**INSTRUCTIONS**
a. Translate this sentence from the passage on table question answering into Spanish: "This is analogous to how an orchestra coordinates different instruments to create a harmonious piece of music."
b. Pick up the passage on table question answering below after its final sentence and carry it forward.

**QUOTED PASSAGE**
Accurate Table Question Answering with Accessible LLMs

Introduction

Table Question Answering (TQA) is a task that aims to provide accurate answers to natural language questions based on the content of a given (database) table. While state-of-the-art solutions often leverage powerful, proprietary Large Language Models (LLMs), their high cost and the need to send potentially sensitive data to external APIs can be significant barriers. This project focuses on making high-quality TQA accessible to a broader audience by using smaller, open-weight LLMs that can run on local machines.

Existing methods struggle when paired with these smaller LLMs because they often rely on long, complex prompts that are beyond the capabilities of these models. To address this, we introduce Orchestra, a novel multi-agent approach.

The Orchestra Framework

The core idea of Orchestra is to break down the complex TQA process into simpler, manageable sub-tasks, each handled by a specialized LLM agent. This is analogous to how an orchestra coordinates different instruments to create a harmonious piece of music. By decomposing the workflow, we significantly reduce the complexity of the prompts each agent receives, thereby improving the reliability of their outputs.

Our framework consists of three main agents:

Logic Agent: This agent is responsible for the high-level logical reasoning. It analyzes the user's question and the available data to decide what steps are needed to arrive at the answer.
Query Agent: This agent handles the technical task of interacting with the data. It takes instructions from the Logic Agent and generates the necessary SQL queries or Python code to extract the required information from the table.
Decision Agent: After the main reasoning is complete, this agent takes the refined context and formulates the final, precise answer to the question.

(Data for locating points)
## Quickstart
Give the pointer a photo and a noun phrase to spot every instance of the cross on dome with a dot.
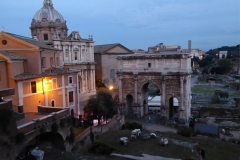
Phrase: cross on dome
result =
(48, 3)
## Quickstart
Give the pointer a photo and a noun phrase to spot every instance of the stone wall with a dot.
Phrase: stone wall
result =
(84, 139)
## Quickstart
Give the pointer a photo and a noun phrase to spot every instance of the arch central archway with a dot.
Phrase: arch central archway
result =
(151, 99)
(170, 72)
(173, 108)
(129, 100)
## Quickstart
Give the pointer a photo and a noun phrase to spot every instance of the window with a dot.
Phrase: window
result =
(54, 83)
(51, 61)
(70, 80)
(45, 37)
(33, 87)
(112, 73)
(75, 55)
(53, 103)
(70, 97)
(57, 61)
(4, 42)
(44, 62)
(149, 65)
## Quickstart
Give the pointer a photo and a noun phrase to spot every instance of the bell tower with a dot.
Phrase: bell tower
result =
(48, 24)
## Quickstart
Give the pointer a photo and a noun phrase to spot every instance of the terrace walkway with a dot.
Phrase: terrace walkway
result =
(29, 116)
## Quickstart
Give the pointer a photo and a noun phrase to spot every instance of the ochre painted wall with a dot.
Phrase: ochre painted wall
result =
(3, 75)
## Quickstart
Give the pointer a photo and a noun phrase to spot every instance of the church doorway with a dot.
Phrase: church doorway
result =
(53, 103)
(173, 108)
(72, 113)
(151, 98)
(129, 100)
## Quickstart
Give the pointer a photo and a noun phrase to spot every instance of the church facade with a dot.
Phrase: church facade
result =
(77, 53)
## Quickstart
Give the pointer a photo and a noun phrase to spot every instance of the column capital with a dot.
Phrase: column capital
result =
(135, 77)
(119, 74)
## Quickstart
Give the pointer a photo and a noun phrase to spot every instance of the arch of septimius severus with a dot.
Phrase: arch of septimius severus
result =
(171, 72)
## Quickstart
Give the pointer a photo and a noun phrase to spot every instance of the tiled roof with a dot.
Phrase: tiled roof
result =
(103, 48)
(33, 41)
(206, 128)
(49, 72)
(11, 56)
(26, 75)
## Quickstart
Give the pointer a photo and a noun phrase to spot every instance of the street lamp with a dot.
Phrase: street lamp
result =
(111, 88)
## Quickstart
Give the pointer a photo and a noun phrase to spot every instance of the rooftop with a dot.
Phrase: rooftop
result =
(33, 41)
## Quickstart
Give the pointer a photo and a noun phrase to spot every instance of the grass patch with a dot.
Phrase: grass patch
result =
(205, 89)
(77, 131)
(215, 149)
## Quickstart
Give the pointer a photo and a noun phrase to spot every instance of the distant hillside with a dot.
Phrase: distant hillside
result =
(232, 50)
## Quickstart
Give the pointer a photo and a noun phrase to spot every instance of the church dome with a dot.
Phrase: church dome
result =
(48, 12)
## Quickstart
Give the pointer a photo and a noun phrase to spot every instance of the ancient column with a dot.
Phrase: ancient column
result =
(135, 87)
(86, 79)
(119, 74)
(94, 81)
(163, 96)
(181, 107)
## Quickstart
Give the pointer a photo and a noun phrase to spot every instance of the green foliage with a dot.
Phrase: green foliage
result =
(54, 127)
(185, 131)
(101, 148)
(131, 125)
(101, 105)
(19, 138)
(5, 117)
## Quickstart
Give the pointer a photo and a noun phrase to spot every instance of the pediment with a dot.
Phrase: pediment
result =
(118, 49)
(12, 43)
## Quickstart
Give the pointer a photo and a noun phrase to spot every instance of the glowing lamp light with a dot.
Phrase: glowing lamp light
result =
(111, 88)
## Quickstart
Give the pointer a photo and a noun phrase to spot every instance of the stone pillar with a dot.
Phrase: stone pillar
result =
(119, 74)
(69, 54)
(94, 80)
(181, 107)
(181, 91)
(135, 87)
(163, 96)
(86, 79)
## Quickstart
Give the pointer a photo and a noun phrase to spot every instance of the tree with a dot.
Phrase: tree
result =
(224, 65)
(101, 105)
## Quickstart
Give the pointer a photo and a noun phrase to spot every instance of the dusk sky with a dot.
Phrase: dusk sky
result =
(137, 24)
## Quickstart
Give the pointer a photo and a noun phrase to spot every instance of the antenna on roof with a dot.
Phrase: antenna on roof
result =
(3, 28)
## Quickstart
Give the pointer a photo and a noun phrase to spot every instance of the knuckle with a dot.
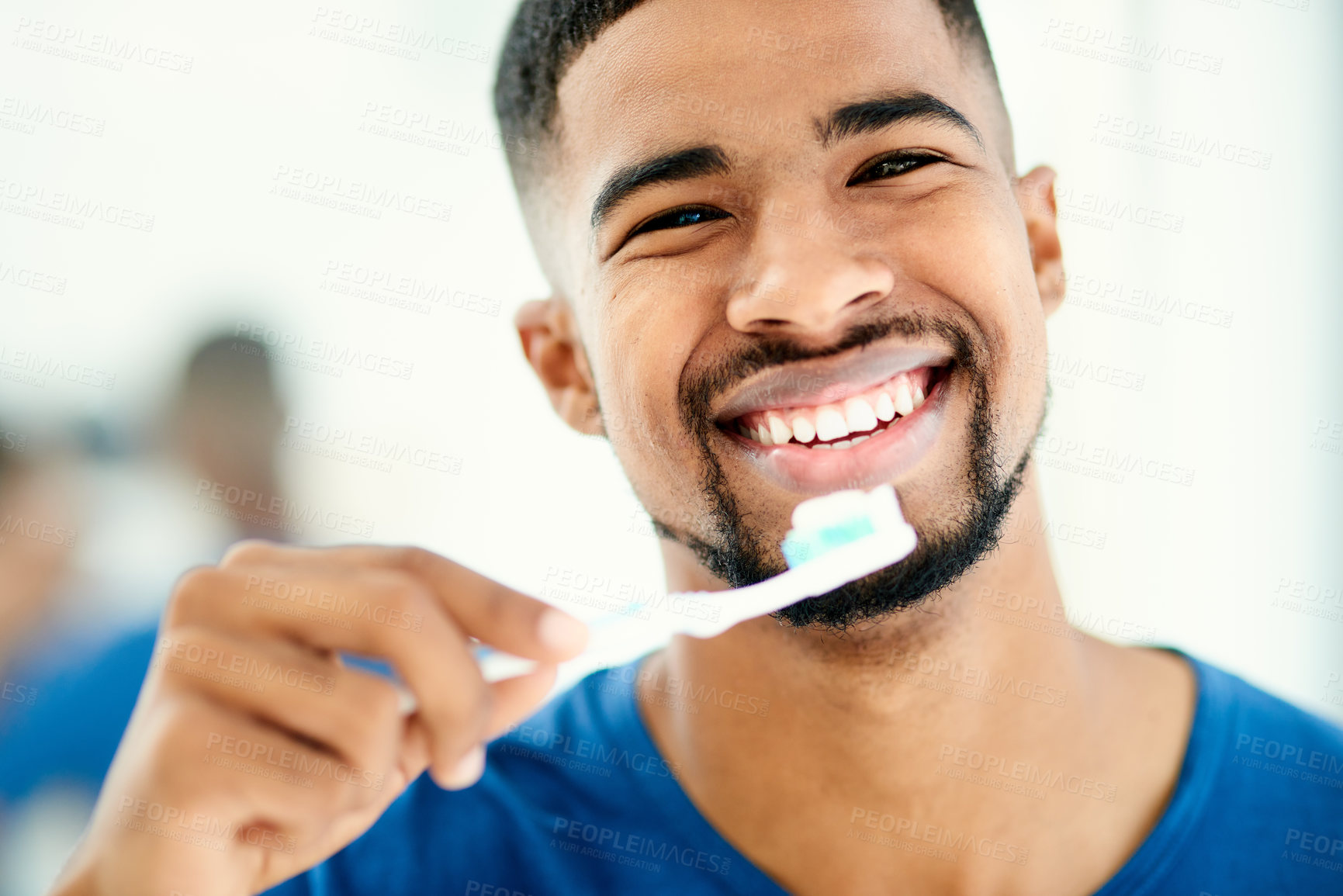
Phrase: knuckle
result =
(195, 589)
(383, 704)
(411, 558)
(249, 551)
(400, 591)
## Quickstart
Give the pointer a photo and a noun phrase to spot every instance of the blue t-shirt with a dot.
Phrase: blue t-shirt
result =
(579, 802)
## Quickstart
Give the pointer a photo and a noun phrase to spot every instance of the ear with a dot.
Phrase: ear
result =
(1036, 198)
(549, 340)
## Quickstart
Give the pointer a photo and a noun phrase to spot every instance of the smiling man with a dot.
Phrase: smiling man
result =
(790, 254)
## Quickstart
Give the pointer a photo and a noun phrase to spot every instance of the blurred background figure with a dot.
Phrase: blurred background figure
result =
(78, 626)
(36, 540)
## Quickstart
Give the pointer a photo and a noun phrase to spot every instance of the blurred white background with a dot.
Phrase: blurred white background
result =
(1196, 143)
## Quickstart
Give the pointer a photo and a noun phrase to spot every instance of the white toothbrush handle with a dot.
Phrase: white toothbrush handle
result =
(828, 573)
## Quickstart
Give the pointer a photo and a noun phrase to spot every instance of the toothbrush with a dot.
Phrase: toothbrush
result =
(834, 539)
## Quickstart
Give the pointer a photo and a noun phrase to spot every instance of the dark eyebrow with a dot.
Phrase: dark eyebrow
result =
(663, 170)
(881, 112)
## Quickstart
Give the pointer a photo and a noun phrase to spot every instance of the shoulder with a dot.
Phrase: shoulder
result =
(1269, 774)
(1262, 732)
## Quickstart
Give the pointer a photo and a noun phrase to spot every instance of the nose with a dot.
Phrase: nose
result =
(806, 282)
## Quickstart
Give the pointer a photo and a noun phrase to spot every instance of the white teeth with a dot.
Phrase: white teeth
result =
(779, 431)
(858, 417)
(830, 424)
(885, 410)
(804, 430)
(904, 402)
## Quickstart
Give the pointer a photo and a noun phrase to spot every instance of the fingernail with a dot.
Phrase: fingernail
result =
(560, 631)
(466, 771)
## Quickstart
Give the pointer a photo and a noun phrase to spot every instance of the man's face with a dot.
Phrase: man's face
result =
(829, 247)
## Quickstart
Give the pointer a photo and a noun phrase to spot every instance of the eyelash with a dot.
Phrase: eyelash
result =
(676, 213)
(902, 157)
(905, 160)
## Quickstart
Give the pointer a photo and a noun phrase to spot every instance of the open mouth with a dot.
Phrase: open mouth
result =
(843, 425)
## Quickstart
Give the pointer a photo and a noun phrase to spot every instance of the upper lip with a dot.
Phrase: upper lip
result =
(826, 379)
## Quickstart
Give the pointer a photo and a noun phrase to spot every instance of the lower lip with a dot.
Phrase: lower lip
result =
(881, 458)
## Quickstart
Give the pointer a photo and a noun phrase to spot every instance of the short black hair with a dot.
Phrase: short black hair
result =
(549, 35)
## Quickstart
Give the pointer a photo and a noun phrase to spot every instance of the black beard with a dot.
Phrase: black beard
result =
(742, 555)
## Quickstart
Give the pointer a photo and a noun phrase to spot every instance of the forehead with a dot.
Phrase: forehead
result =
(746, 74)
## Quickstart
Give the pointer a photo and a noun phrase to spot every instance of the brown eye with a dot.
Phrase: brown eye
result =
(892, 165)
(680, 218)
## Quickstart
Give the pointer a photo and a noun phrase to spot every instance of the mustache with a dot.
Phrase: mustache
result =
(697, 390)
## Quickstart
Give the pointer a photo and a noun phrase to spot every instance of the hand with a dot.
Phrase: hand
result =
(254, 752)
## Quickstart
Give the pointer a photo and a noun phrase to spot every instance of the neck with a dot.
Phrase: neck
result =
(889, 723)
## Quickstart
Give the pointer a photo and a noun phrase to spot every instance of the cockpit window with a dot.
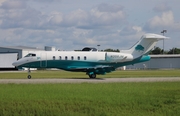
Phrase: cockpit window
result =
(30, 54)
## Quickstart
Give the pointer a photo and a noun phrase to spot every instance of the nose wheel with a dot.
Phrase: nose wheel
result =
(29, 73)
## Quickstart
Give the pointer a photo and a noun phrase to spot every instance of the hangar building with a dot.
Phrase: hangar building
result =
(10, 54)
(158, 62)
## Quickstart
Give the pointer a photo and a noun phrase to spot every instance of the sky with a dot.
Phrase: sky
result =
(75, 24)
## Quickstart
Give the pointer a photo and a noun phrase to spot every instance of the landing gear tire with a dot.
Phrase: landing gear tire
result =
(92, 76)
(29, 76)
(29, 72)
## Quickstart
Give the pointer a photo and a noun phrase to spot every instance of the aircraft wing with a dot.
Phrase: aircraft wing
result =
(97, 69)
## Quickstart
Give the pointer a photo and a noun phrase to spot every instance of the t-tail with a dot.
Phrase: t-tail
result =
(145, 45)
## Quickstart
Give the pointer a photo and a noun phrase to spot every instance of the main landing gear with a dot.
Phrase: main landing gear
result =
(29, 73)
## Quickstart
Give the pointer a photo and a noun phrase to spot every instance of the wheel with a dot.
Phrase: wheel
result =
(92, 76)
(29, 76)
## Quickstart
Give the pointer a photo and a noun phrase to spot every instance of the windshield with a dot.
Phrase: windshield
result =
(30, 54)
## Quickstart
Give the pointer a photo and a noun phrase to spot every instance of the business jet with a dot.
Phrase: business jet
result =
(90, 60)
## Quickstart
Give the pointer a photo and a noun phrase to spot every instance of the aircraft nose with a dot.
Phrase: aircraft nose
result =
(15, 63)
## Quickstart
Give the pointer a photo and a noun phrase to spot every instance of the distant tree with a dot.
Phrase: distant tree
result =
(174, 51)
(111, 50)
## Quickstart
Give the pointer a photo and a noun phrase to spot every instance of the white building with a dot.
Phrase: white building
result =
(159, 62)
(10, 54)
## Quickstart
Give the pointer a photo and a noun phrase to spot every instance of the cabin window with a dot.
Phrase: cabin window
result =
(30, 54)
(66, 58)
(85, 58)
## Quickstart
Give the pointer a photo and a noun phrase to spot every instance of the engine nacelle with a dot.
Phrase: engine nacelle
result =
(118, 57)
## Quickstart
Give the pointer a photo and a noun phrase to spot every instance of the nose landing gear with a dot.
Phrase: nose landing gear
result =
(29, 73)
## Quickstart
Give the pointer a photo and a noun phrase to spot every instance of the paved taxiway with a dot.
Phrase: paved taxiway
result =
(87, 80)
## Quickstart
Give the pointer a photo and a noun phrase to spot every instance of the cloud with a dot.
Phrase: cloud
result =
(13, 4)
(162, 8)
(166, 19)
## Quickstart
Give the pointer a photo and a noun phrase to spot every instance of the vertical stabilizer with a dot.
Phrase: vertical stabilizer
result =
(145, 45)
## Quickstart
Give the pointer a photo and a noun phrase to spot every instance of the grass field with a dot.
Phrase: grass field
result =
(85, 99)
(90, 99)
(115, 74)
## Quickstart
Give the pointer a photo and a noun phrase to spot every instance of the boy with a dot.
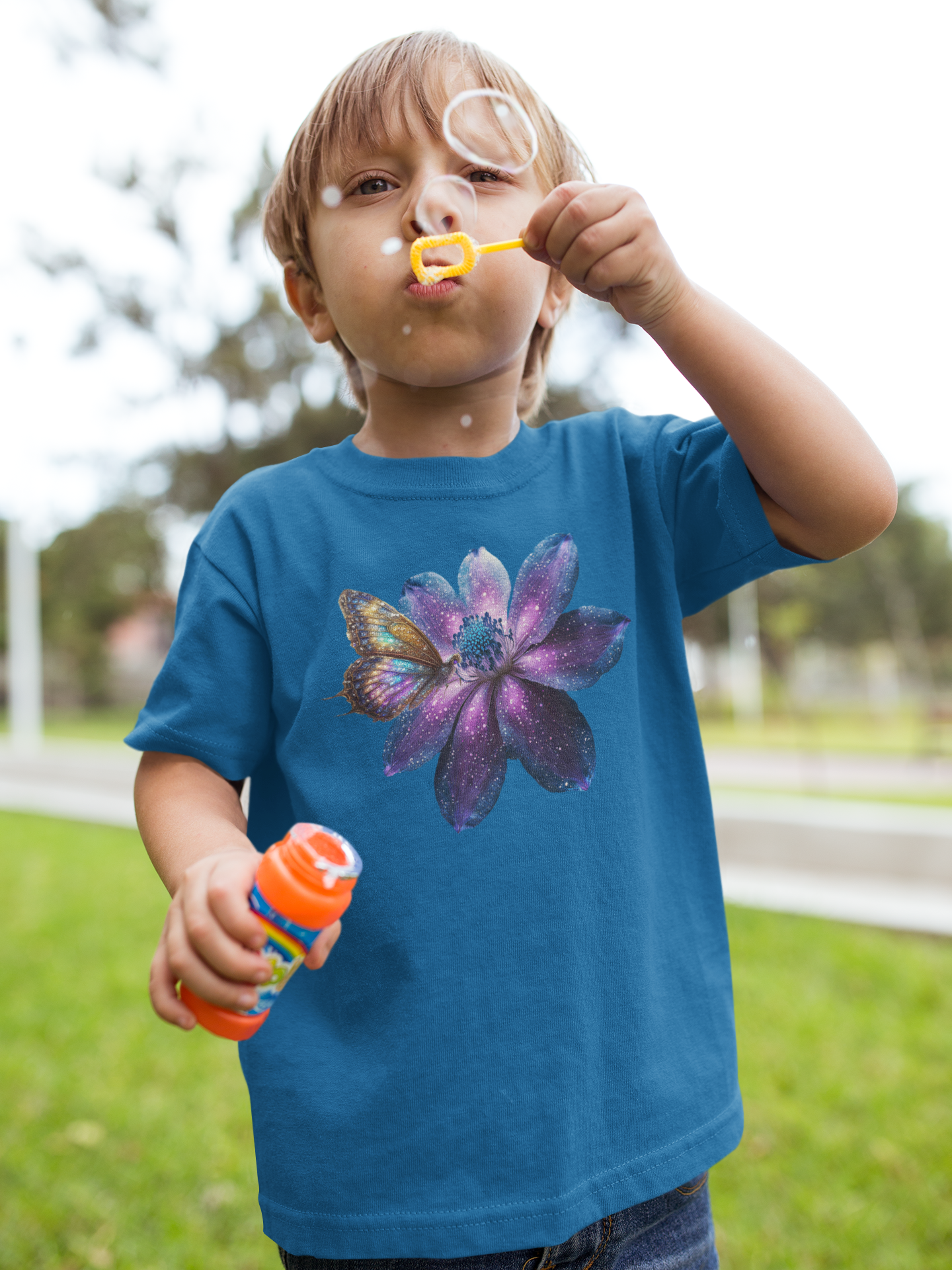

**EXERCISE RESPONSES**
a. Esto es análogo a la manera en que una orquesta coordina distintos instrumentos para crear una pieza musical armoniosa.

b.
Figure 1: An illustration of the interaction between the Logic and Query agents in the Orchestra framework. The Logic Agent determines the reasoning step, the Query Agent executes it by generating code, and the processed data is fed back into the system.

This structured, layered workflow ensures that each agent focuses on a task that is well within its capabilities. The agents interact strategically to maintain consistency and mitigate errors, leading to a more robust and accurate TQA process.

Results and Performance

We conducted extensive experiments on several TQA benchmarks. The results demonstrate that Orchestra significantly enhances the performance of open-weight LLMs. For instance, when using the Qwen-14B model, Orchestra achieved a test accuracy of 72.1% on the WikiTQ benchmark, a substantial improvement over other frameworks and approaching the performance of much larger proprietary models like GPT-4.

Performance comparison on WikiTQ and TabFact benchmarks

Figure 2: Performance comparison showing Orchestra (with decision agent) consistently outperforming the baseline (ReAcTable) and a simpler two-agent system across various LLMs on the WikiTQ and TabFact benchmarks.

Furthermore, when paired with larger open-weight models, Orchestra not only matches but often surpasses the best prior results, establishing new state-of-the-art performance on all tested benchmarks.